[[ Data to examine open ]]

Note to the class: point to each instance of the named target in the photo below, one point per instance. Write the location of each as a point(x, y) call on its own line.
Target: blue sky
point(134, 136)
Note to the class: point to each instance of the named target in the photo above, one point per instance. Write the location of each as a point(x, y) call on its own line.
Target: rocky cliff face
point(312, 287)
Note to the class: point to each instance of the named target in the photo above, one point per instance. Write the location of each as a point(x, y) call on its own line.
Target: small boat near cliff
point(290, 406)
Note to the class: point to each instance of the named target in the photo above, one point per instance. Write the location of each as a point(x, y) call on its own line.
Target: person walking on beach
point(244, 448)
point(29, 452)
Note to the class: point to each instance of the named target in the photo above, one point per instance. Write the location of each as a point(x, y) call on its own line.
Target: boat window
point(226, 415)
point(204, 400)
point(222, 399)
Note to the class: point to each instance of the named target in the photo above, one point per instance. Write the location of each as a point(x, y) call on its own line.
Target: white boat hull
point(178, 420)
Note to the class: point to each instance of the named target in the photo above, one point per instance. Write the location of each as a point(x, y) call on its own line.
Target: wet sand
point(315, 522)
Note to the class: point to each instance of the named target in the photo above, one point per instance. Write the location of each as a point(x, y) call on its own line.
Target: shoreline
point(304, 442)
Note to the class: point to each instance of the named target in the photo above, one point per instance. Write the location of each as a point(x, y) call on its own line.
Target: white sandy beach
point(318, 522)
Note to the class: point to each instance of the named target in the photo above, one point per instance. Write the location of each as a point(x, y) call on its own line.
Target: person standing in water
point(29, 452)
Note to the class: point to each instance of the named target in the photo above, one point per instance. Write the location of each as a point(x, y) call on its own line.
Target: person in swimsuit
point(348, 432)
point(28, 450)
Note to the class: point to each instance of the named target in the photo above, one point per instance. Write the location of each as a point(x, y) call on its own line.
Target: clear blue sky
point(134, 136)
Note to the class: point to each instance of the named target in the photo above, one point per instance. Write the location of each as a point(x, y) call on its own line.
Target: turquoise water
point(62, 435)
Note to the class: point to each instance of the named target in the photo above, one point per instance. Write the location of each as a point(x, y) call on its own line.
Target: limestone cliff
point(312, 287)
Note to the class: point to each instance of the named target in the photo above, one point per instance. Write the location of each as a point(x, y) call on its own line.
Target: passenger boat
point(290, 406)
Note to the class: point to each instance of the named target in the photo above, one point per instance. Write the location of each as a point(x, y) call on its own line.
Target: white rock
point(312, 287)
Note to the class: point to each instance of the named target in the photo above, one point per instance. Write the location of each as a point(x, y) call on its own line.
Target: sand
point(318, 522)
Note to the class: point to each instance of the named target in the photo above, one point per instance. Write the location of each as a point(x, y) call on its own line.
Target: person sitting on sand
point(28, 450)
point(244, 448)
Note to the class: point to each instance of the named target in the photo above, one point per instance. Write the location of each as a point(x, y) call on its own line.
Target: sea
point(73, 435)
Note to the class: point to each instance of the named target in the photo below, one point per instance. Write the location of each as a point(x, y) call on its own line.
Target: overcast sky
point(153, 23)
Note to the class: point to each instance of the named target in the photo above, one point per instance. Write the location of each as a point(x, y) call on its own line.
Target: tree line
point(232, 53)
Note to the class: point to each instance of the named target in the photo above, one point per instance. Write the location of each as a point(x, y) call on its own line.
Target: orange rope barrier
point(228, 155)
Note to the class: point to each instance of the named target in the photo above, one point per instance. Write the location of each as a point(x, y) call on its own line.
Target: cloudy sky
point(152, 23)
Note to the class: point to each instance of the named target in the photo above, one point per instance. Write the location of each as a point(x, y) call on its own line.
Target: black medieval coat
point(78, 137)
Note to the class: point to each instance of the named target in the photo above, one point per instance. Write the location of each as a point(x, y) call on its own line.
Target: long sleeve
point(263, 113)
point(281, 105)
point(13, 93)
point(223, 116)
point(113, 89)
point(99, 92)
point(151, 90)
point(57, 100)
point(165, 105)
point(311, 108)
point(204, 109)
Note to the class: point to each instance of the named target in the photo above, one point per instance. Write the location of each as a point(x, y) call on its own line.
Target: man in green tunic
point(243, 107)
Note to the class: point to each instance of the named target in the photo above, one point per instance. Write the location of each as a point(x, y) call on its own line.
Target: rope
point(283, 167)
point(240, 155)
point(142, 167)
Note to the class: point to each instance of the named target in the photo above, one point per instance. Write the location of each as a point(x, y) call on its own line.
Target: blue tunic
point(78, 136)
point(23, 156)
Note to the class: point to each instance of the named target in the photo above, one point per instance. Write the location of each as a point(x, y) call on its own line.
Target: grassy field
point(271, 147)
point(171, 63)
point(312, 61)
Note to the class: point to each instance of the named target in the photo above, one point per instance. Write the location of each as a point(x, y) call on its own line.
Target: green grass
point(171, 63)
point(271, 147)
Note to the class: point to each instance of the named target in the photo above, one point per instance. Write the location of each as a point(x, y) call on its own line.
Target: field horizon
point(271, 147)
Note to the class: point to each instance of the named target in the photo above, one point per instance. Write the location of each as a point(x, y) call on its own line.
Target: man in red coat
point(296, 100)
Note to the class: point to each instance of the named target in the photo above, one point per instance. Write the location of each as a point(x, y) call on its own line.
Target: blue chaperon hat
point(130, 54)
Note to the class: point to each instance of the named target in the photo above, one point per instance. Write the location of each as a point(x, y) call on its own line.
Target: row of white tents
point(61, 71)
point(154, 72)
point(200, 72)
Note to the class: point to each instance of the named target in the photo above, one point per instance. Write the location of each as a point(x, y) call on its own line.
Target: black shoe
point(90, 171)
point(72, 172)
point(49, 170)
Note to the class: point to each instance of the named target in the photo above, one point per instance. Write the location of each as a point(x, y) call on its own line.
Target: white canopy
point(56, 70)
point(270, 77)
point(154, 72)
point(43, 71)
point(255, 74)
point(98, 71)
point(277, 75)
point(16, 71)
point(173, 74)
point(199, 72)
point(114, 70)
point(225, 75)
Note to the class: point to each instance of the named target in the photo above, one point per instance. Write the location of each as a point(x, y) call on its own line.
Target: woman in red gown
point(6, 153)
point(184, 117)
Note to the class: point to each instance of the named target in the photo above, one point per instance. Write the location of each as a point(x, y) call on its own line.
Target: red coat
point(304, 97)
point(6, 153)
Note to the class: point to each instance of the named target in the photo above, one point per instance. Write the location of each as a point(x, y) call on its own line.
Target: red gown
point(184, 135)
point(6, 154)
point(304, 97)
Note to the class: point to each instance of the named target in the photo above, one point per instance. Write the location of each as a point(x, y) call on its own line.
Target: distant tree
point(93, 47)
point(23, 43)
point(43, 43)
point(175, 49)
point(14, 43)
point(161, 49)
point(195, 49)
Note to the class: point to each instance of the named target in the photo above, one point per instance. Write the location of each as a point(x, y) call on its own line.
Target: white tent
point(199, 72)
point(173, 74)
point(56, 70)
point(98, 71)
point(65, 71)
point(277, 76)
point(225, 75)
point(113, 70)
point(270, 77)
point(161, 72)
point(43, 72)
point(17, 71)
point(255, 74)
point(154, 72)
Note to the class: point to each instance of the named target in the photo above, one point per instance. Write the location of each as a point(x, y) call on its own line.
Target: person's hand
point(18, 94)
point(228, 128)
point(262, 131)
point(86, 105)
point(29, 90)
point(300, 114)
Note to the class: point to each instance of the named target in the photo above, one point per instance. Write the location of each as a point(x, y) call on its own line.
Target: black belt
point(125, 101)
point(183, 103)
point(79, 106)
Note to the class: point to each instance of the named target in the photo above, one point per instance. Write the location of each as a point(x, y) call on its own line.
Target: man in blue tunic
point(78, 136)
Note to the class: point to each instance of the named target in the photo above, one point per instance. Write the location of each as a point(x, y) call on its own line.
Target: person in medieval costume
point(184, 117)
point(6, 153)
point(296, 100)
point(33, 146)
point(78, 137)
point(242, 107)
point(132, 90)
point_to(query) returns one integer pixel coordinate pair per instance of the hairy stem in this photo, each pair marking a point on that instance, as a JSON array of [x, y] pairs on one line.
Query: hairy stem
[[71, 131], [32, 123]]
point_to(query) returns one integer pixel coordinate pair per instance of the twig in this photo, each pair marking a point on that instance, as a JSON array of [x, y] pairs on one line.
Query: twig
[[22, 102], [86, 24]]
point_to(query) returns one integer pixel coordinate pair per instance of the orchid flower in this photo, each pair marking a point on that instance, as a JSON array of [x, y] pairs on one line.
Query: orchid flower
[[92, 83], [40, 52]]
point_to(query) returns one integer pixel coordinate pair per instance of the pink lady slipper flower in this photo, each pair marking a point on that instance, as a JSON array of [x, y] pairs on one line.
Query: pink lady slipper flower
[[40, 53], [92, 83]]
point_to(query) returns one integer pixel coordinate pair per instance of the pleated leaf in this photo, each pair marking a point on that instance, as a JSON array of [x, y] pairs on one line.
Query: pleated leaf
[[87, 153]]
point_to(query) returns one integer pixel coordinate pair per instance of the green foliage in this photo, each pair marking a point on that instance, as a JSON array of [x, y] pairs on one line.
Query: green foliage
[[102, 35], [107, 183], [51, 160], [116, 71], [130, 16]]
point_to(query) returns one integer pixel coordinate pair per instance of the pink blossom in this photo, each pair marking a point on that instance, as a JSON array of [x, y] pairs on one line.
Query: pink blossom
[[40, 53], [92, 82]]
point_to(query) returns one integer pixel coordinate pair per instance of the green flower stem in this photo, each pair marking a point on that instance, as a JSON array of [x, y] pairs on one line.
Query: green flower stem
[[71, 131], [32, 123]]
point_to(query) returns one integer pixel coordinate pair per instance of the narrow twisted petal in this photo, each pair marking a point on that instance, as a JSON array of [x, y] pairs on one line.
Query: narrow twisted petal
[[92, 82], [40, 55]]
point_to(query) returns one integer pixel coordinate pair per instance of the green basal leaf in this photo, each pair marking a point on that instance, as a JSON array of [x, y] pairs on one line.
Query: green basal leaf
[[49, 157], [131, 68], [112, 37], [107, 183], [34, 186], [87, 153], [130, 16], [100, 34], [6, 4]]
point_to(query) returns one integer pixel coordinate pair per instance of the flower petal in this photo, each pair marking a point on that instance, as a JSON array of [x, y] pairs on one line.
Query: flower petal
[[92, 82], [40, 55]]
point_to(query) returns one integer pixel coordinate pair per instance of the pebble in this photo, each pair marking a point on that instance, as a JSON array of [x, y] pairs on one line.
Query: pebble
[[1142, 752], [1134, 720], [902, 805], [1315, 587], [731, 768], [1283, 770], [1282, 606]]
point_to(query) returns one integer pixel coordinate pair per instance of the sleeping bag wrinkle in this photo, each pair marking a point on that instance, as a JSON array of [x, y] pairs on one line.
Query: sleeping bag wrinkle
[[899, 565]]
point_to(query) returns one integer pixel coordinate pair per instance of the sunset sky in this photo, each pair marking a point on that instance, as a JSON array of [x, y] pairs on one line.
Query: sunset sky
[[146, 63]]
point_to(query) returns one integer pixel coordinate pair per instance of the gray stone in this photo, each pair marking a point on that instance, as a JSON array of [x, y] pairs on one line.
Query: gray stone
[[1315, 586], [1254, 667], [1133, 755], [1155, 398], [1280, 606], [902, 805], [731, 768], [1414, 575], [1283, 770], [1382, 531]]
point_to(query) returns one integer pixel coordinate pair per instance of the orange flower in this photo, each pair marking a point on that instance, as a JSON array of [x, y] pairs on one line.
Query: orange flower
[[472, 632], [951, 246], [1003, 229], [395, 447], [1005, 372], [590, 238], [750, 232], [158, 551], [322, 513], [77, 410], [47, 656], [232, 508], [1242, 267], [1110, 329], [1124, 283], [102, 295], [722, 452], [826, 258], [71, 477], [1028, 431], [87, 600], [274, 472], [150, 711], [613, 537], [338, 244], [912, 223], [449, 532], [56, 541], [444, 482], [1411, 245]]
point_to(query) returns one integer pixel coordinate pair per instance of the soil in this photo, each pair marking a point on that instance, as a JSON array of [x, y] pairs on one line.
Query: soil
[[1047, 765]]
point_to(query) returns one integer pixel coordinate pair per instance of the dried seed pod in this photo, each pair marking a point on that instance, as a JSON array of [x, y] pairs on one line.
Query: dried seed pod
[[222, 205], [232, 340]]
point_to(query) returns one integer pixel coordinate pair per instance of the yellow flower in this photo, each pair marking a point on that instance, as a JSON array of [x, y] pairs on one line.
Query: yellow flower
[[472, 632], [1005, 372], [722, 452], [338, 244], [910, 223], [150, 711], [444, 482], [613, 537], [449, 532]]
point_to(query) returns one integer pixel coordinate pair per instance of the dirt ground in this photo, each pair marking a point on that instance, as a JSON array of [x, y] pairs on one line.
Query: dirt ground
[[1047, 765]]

[[ Data to examine closed ]]

● **Aim of the exercise**
Starting at the line that contains "of the orange", retype each line through the end of the listing above and nothing else.

● **Response to this task**
point_to(query) returns one integer pixel coordinate pair per instance of the orange flower in this photo, each pair marking a point on that instance, as a JSON array of [x, y] pairs on one line.
Query: orange flower
[[472, 632], [951, 246], [1003, 229], [395, 447], [1005, 372], [590, 238], [750, 232], [158, 551], [322, 513], [77, 410], [47, 656], [232, 508], [1242, 267], [1110, 329], [1124, 283], [102, 295], [722, 452], [826, 258], [71, 477], [1028, 431], [87, 600], [274, 472], [150, 711], [613, 537], [338, 244], [912, 223], [449, 532], [56, 541], [444, 482], [1411, 245]]
point_to(query) returns one integer pixel coordinate pair per instance of the soil in this photo, each pair marking a point on that instance, as a JSON array of [x, y] pairs on one line.
Query: soil
[[1047, 765]]
point_to(query) returns one integer pixel coordinate pair per instance of the dried seed pod in this photo, each pair marking a point on that instance, as a JSON array of [x, y] pairs on one line.
Query: dried seed pod
[[222, 205], [232, 340]]
point_to(query) returns one integer pixel coordinate pair per instance of the yellow flower in this photo, each pair marking a point on that instance, as a JSON array of [x, y] pairs on one line.
Query: yellow flower
[[472, 632], [1005, 372], [722, 452], [338, 244], [910, 223], [150, 711], [444, 482], [613, 537], [449, 532]]
point_to(query) returns one integer pixel coordinate pair per instance of the dirt ground in this photo, each pair marking a point on that instance, as a JSON array of [x, y] pairs on one line.
Query: dirt ground
[[1047, 765]]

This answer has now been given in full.